**Exercise requirements**
The complete listing should be copied out exactly.
(Exercise material begins)
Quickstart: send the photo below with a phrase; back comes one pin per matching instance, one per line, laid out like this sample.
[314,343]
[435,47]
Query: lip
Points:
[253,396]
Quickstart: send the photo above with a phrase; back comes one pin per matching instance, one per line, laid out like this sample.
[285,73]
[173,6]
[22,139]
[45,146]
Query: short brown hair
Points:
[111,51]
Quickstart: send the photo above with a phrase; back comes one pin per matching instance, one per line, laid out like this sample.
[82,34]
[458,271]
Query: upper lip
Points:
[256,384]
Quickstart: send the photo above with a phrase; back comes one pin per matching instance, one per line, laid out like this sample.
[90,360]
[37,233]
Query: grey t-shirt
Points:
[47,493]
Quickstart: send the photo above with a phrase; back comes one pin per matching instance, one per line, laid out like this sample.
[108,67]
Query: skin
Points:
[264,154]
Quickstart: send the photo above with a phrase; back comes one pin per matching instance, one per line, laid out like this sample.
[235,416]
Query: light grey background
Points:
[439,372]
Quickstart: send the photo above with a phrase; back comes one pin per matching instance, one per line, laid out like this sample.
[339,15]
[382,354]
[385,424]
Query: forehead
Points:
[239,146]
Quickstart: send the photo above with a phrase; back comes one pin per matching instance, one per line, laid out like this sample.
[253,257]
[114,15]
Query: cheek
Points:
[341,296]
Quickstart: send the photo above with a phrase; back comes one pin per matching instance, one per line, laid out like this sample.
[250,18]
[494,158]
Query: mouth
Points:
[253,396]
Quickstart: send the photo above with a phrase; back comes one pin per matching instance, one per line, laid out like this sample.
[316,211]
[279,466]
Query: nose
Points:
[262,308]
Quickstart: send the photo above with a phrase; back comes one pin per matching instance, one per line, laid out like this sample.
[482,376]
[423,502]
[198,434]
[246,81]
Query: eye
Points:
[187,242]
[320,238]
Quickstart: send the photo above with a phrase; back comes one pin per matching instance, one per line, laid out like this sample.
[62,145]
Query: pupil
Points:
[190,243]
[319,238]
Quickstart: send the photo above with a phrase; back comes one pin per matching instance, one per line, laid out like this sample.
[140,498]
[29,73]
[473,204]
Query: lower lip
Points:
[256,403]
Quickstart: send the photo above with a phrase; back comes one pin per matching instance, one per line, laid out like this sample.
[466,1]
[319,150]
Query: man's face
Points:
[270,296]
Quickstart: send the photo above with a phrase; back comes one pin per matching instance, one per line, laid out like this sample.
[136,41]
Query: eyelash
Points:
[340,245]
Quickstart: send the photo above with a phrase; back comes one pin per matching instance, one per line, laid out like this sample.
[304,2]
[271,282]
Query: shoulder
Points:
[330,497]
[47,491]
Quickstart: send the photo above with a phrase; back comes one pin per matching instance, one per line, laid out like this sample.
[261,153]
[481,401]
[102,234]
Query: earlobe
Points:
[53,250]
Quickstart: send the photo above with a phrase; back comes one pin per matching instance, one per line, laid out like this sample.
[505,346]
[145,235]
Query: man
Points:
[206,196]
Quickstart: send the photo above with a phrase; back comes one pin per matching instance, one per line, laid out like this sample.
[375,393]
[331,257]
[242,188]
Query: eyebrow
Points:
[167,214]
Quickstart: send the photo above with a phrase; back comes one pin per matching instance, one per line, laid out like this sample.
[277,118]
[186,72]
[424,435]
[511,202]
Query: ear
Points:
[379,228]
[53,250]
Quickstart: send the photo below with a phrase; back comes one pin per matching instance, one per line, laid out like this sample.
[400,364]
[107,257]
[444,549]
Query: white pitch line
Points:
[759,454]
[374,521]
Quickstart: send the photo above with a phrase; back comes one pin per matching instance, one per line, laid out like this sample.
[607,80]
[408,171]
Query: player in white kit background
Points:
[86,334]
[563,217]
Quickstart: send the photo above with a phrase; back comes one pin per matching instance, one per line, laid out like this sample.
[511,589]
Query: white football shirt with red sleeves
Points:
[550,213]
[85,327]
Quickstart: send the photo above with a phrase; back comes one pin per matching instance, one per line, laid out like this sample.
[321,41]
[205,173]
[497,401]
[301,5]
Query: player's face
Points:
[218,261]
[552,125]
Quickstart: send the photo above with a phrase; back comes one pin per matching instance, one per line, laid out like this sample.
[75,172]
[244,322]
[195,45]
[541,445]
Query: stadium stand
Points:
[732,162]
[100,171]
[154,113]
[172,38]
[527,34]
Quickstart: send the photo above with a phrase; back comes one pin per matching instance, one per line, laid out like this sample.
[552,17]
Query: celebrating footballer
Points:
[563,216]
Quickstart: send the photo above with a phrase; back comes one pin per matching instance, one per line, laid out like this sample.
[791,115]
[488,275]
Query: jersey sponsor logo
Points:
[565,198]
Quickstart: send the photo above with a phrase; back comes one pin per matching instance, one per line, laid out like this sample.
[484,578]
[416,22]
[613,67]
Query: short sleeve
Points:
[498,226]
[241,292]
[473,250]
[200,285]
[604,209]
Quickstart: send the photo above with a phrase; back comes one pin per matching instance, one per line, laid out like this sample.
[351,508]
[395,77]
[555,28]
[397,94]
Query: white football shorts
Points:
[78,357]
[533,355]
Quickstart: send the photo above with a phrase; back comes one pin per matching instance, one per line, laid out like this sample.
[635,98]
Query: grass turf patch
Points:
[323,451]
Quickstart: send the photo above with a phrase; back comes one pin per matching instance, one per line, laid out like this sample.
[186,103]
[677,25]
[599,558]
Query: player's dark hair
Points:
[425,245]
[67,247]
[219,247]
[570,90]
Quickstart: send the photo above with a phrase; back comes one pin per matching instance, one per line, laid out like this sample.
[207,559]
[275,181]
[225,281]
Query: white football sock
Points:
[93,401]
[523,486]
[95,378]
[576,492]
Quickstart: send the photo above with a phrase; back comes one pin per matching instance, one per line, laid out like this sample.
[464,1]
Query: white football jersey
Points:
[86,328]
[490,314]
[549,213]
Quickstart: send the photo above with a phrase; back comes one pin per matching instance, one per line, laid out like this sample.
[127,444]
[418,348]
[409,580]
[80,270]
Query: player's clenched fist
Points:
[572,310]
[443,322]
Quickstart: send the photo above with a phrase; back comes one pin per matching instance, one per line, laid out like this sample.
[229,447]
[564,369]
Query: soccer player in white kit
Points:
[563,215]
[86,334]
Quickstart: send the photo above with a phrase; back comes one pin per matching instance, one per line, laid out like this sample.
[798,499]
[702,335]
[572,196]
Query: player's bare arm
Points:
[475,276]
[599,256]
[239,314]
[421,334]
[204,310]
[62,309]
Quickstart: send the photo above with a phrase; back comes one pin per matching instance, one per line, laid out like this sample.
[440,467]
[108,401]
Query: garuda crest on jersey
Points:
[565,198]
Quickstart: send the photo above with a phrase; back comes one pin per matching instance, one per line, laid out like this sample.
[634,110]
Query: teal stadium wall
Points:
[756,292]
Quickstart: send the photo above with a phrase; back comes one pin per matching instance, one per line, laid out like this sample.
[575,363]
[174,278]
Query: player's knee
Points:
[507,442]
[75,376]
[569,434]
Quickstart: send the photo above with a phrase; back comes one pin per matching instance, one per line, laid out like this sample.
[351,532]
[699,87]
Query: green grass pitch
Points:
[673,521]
(Exercise material ends)
**Result for this task**
Quickstart: send the photo below with a phrase; back comes one pin per matching instance, one per line, laid out like this sample.
[314,343]
[435,47]
Query: lip
Points:
[253,396]
Quickstart: send the photo above with a phrase; back comes one pin per matching instance, one per line, laid out like this sample.
[285,73]
[173,6]
[22,139]
[45,146]
Query: short brown hair
Points:
[111,51]
Quickstart: send the photo above with a phrase; back comes one pin per matching instance, one per line, laid out like this sample.
[82,34]
[458,271]
Query: upper lip
Points:
[256,384]
Quickstart: send the photo above with a phrase; back comes one pin per matching instance, one per line, laid out like this sample.
[90,360]
[37,233]
Query: grey t-shirt
Points:
[47,493]
Quickstart: send the photo above with a phrase; back comes one pin per matching instance, one per line, laid out like this sample.
[108,67]
Query: skin
Points:
[264,154]
Quickstart: send the photo above with a phrase; back comes one pin per matching instance, one per line, laid out like this sample.
[235,416]
Query: light grey background
Points:
[439,372]
Quickstart: send the photo above with a phrase; back comes one pin per matching instance, one per line, laid out like this sample.
[339,15]
[382,354]
[385,424]
Query: forehead
Points:
[239,146]
Quickstart: send the photo above with a phrase; back comes one pin per matching instance, one per line, laid out like this sample.
[253,257]
[114,15]
Query: cheek
Points:
[341,296]
Quickstart: send the photo above with a phrase; back comes one pin per matching instance, one per line, laid out like this sample.
[250,18]
[494,158]
Query: mouth
Points:
[253,396]
Quickstart: send the photo above with a phrase; back comes one pin per matching instance, one per line, laid out like this sample.
[316,211]
[279,466]
Query: nose
Points:
[262,308]
Quickstart: send the photo above with a phrase; back comes one pin per matching instance, one per line, laid out like this sample.
[482,376]
[423,502]
[198,434]
[246,81]
Query: eye
Points:
[187,242]
[320,238]
Quickstart: send the photo above with a phrase; back comes one pin per matching instance, one per line, laid out like this sample.
[62,145]
Query: pupil
Points:
[190,243]
[319,238]
Quickstart: send the photo above with a phrase; back comes one pin per matching instance, one per line, laid out like this sample.
[140,498]
[29,73]
[473,204]
Query: lower lip
Points:
[256,403]
Quickstart: send the photo above with a phrase; back comes one pin per matching instance, one per line, laid out like this sample.
[466,1]
[319,150]
Query: man's face
Points:
[270,296]
Quickstart: send the photo above with a phrase; back comes one pin per matching instance, one per line, laid out like this sample.
[136,41]
Query: eyelash
Points:
[340,245]
Quickstart: send the photo above with a phrase; back comes one pin per matching instance, one per line, laid out like this sample.
[304,2]
[271,282]
Query: shoulder
Points:
[330,497]
[47,491]
Quickstart: send the photo above with a phrase; back comes one pin per matching instance, one per line, laid out like this sample.
[261,153]
[481,401]
[102,234]
Query: earlobe
Points:
[53,250]
Quickstart: send the photo above with a phrase; back comes one pin per matching instance, one per line, laid out like this sample.
[505,346]
[145,235]
Query: man
Points:
[206,196]
Quickstart: send the photo above with a phrase; back comes one pin per matching instance, one per line, laid out like this sample.
[375,393]
[331,257]
[242,188]
Query: eyebrow
Points:
[167,214]
Quickstart: send the photo above with a phrase; back comes one pin per matching instance, one per line, laid out like this sample.
[277,118]
[186,72]
[424,435]
[511,202]
Query: ear
Points:
[379,228]
[53,250]
Quickstart: send the photo below with a phrase; back comes one pin per matching instance, one per line, laid out like this sample.
[400,364]
[107,257]
[444,549]
Query: white pitch line
Points:
[759,454]
[374,521]
Quickstart: send the photo above with a phrase; back comes one pin per matching instance, one per line, laid out like this sample.
[607,80]
[408,171]
Query: player in white kit background
Points:
[86,334]
[563,217]
Quickstart: send the photo above with a phrase; back comes one pin per matching instance, one per line, laid out like this sample.
[511,589]
Query: white football shirt with red sleeves
Points:
[550,213]
[85,327]
Quickstart: send the photo above with a phrase; back comes one pin per matching instance, one per line, laid out like this sample.
[321,41]
[205,173]
[497,401]
[301,5]
Query: player's face
Points:
[218,261]
[552,125]
Quickstart: send the photo above with a phrase; back comes one pin per matching instance, one per line, laid out like this sample.
[75,172]
[244,322]
[195,45]
[541,445]
Query: stadium stand
Points:
[732,162]
[100,171]
[154,113]
[172,38]
[527,34]
Quickstart: send the photo above with a phrase; back comes one pin per matching instance, one per line, laid out like this sample.
[552,17]
Query: celebrating footballer
Points:
[563,216]
Quickstart: send the photo above with a phrase; back comes one pin per matching instance, one per line, laid out like this sample.
[791,115]
[488,275]
Query: jersey sponsor logo
Points:
[565,198]
Quickstart: send the photo above with a phrase; back comes one pin per matching instance, one per line, laid out like this sample.
[484,578]
[416,22]
[613,67]
Query: short sleeve
Points:
[498,226]
[241,292]
[473,250]
[200,285]
[604,209]
Quickstart: send the photo above with a phrase; back comes one pin per matching instance, one per line, laid out like this sample.
[351,508]
[395,77]
[555,28]
[397,94]
Query: white football shorts
Points:
[78,357]
[533,355]
Quickstart: send the photo above with a phrase; back comes one pin per matching instance, one per line, laid out like this sample.
[635,98]
Query: grass turf patch
Points:
[323,451]
Quickstart: send the photo above with a phrase; back comes one pin per matching instance, one per line, laid out like this sample.
[186,103]
[677,25]
[599,558]
Query: player's dark hair
Points:
[425,245]
[67,247]
[219,247]
[570,90]
Quickstart: send the photo above with a phrase; back comes one pin per matching instance, one per line, laid out like this sample.
[207,559]
[275,181]
[225,281]
Query: white football sock
Points:
[93,401]
[523,486]
[95,378]
[576,492]
Quickstart: send the photo above with a phrase; back comes one pin per matching instance, one per line, laid out like this sample.
[464,1]
Query: white football jersey
Points:
[86,328]
[490,314]
[549,213]
Quickstart: send the photo above with a phrase; back comes one pin per matching instance, one per line, laid out like this sample.
[127,444]
[418,348]
[409,580]
[80,270]
Query: player's clenched fist
Points:
[572,310]
[443,322]
Quickstart: send the photo above with a phrase; back comes one pin per matching instance, one per line, laid out like this sample.
[229,447]
[564,369]
Query: soccer player in white kit
Points:
[563,215]
[86,334]
Quickstart: send the photo above with a phrase; back comes one pin per matching instance, one per line, laid out like this sample.
[798,499]
[702,335]
[572,196]
Query: player's bare arm
Points:
[475,276]
[599,256]
[239,314]
[421,334]
[204,310]
[62,309]
Quickstart: send the photo above with a phrase; back comes one pin per matching instance, one per line, laid out like this sample.
[440,467]
[108,401]
Query: garuda crest on jersey
Points:
[565,198]
Quickstart: send the photo above with a phrase; back comes one pin per matching instance, one per line, laid out like this sample.
[634,110]
Query: teal stadium wall
Points:
[756,292]
Quickstart: send the photo above with a phrase; back comes one pin per matching instance, one per line, laid out like this sample.
[575,363]
[174,278]
Query: player's knee
Points:
[507,442]
[75,376]
[569,434]
Quickstart: send the photo above with a phrase; back comes one pin per matching instance, one per line, laid out like this sample.
[351,532]
[699,87]
Query: green grass pitch
Points:
[673,521]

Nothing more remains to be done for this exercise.